Parts of the exercise =>
a: Translate this sentence from the CC-NUMA study abstract into Spanish: "In this study, we evaluate the effects of these differences on cache misses, miss time, and local and internode traffic."
b: Reproduce only the records from the line containing "the white shirt." through the line containing "[137,0,225,260]", and add 74 to every bounding box coordinate in the answers.

Page extract =>
╭──

Parallel Performance Project Research Paper

Research Paper

A Comparative Study of Cache-Coherent Nonuniform Memory Access Systems
Gheith A. Abandah and Edward S. Davidson
High Performance Computing Systems and Applications, Kluwer Academic Publishers,
In the 12th Ann. Int'l Symp. on High Performance Computing Systems and Applications (HPCS'98), pp 267-282, May 1998.

Abstract

We present a comparative study of three important CC-NUMA implementations, Stanford DASH, Convex SPP1000, and SGI Origin 2000, to find strengths and weaknesses of current implementations. Although the three systems share many similarities, they have significant differences that translate into large performance differences; e.g., number of processors per node, cache configuration, memory consistency model, location of memory in the node, and cache-coherence protocol. In this study, we evaluate the effects of these differences on cache misses, miss time, and local and internode traffic.

╰──

Listing =>
╭──

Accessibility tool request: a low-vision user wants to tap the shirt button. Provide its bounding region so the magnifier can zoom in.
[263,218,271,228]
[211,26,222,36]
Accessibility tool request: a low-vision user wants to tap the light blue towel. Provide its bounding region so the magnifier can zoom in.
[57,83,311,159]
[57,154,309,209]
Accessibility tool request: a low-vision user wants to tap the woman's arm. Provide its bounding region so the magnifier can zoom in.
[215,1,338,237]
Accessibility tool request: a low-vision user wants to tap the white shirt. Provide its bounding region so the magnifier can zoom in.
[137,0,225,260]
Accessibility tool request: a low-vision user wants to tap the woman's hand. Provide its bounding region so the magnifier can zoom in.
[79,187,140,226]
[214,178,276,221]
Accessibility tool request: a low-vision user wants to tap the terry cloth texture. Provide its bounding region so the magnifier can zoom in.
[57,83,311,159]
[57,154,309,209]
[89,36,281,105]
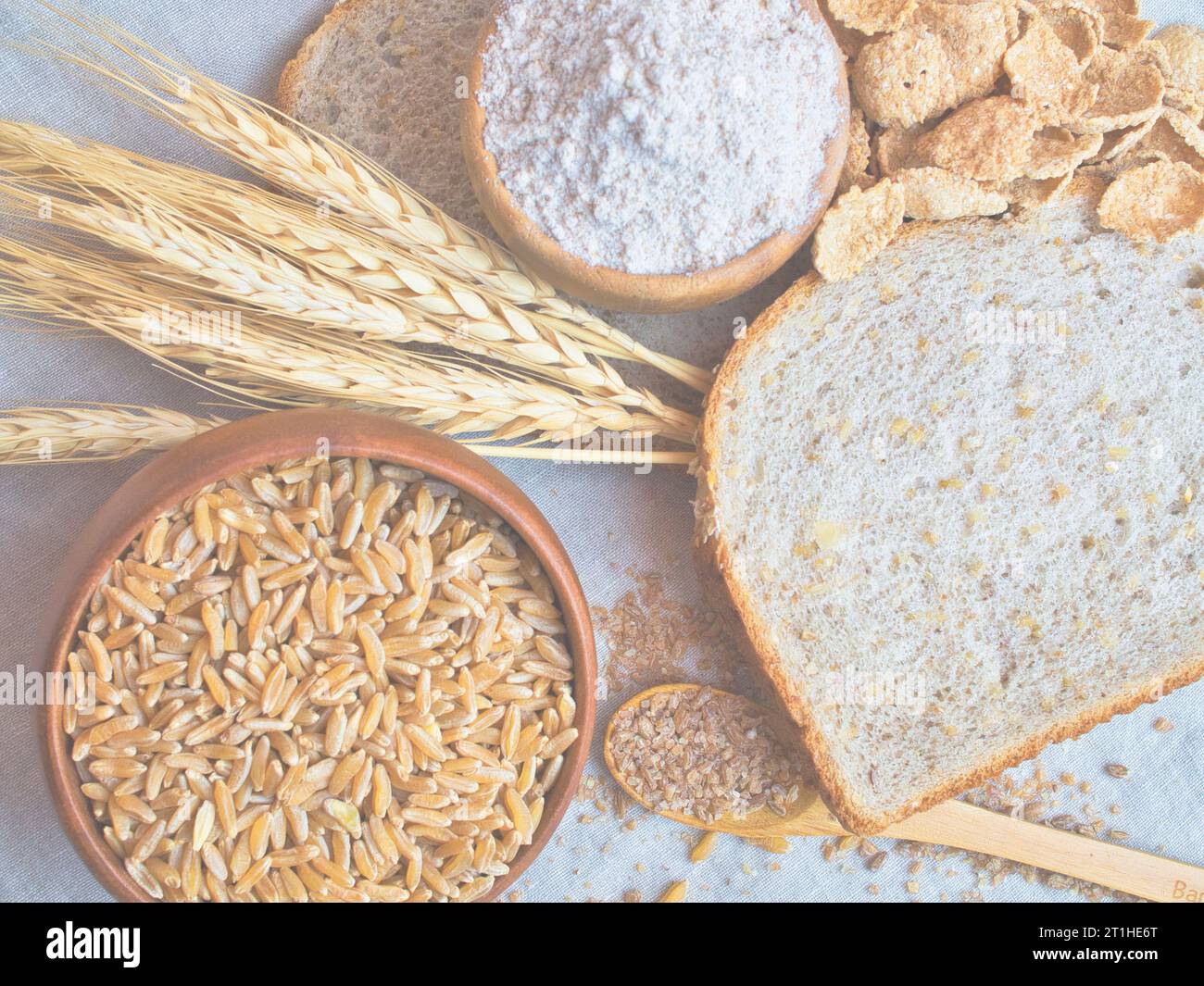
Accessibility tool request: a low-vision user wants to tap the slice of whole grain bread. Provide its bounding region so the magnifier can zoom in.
[696,178,1204,832]
[276,0,493,232]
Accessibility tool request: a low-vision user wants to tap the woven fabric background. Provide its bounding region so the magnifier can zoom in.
[0,0,1204,902]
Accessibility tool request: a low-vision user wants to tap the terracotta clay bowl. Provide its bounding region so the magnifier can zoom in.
[44,409,597,902]
[461,0,849,313]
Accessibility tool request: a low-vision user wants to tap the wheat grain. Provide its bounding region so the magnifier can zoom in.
[608,688,799,822]
[65,457,577,901]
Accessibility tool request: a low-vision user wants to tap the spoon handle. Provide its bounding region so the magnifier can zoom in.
[882,801,1204,903]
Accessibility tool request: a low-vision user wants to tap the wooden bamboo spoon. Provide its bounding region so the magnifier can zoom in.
[603,685,1204,903]
[461,0,849,312]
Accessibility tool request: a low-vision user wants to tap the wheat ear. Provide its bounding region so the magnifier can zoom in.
[0,405,225,466]
[28,4,711,393]
[0,149,695,438]
[0,238,698,450]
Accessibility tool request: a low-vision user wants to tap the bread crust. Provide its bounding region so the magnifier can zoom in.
[276,0,380,117]
[695,176,1204,835]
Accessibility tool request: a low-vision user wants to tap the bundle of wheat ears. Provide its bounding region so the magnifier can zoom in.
[0,8,710,464]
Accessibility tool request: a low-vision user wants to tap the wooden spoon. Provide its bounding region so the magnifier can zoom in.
[605,685,1204,902]
[461,0,849,312]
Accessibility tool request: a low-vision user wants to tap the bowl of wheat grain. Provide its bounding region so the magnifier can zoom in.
[44,409,596,902]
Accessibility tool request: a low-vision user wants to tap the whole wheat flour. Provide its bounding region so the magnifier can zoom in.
[478,0,843,274]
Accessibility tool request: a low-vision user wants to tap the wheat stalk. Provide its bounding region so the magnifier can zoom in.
[0,405,225,466]
[25,5,711,393]
[0,125,695,436]
[0,405,691,466]
[0,238,686,450]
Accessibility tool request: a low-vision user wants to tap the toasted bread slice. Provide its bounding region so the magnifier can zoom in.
[697,178,1204,833]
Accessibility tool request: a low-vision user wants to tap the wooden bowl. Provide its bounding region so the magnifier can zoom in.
[44,409,597,902]
[461,0,849,313]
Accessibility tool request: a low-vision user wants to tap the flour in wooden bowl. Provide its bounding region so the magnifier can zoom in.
[478,0,843,274]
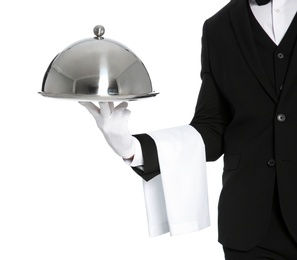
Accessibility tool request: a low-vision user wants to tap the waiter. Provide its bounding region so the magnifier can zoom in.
[82,0,297,260]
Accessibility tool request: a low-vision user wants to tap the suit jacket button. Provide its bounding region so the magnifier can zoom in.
[277,114,286,122]
[267,159,275,167]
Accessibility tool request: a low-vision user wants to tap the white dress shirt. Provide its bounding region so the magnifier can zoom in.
[249,0,297,45]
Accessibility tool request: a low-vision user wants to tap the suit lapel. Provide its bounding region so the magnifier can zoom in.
[229,0,277,102]
[282,14,297,99]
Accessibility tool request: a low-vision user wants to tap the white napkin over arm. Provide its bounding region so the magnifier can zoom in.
[143,125,210,237]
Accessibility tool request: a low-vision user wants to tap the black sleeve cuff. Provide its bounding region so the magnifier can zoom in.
[132,134,160,181]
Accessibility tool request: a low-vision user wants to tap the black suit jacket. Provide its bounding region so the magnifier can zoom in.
[135,0,297,250]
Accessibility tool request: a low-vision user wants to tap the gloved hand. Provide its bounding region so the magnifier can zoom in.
[79,102,134,159]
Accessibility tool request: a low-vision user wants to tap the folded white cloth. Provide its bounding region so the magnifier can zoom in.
[143,125,210,237]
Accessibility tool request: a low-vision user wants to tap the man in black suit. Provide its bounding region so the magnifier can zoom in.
[83,0,297,260]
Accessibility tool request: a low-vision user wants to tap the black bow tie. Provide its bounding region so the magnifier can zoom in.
[255,0,270,5]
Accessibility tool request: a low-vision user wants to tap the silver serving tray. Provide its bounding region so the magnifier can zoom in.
[38,92,159,102]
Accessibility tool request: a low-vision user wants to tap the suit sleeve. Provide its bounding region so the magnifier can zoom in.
[133,20,230,181]
[190,22,230,161]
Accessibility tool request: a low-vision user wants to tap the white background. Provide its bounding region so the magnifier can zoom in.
[0,0,228,260]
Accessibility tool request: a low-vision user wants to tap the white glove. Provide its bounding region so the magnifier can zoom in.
[79,102,134,159]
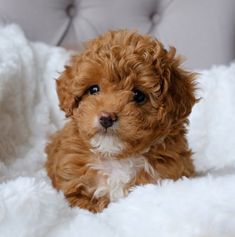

╰──

Answers in order =>
a: En este estudio, evaluamos los efectos de estas diferencias en los fallos de caché, el tiempo de fallo y el tráfico local y entre nodos.

b:
Accessibility tool request: a low-vision user wants to tap the white shirt. Provide its bounding region so the magnifier can zoom in.
[211,74,299,334]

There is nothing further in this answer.